- **Your objective**
Nothing in the records may be altered. Repeat them in full.

- **Data shown**
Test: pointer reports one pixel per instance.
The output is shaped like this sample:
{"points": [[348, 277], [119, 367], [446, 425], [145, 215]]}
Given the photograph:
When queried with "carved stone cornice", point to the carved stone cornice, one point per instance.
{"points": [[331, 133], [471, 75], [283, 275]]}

- **Result**
Test: pointer reports one pixel per instance.
The output is shaped like this sample:
{"points": [[348, 277], [119, 367], [446, 425], [145, 215]]}
Given the photograph:
When queried with "carved stone cornice", point to the carved stone cornice, one point per instance.
{"points": [[331, 133], [471, 75], [283, 275]]}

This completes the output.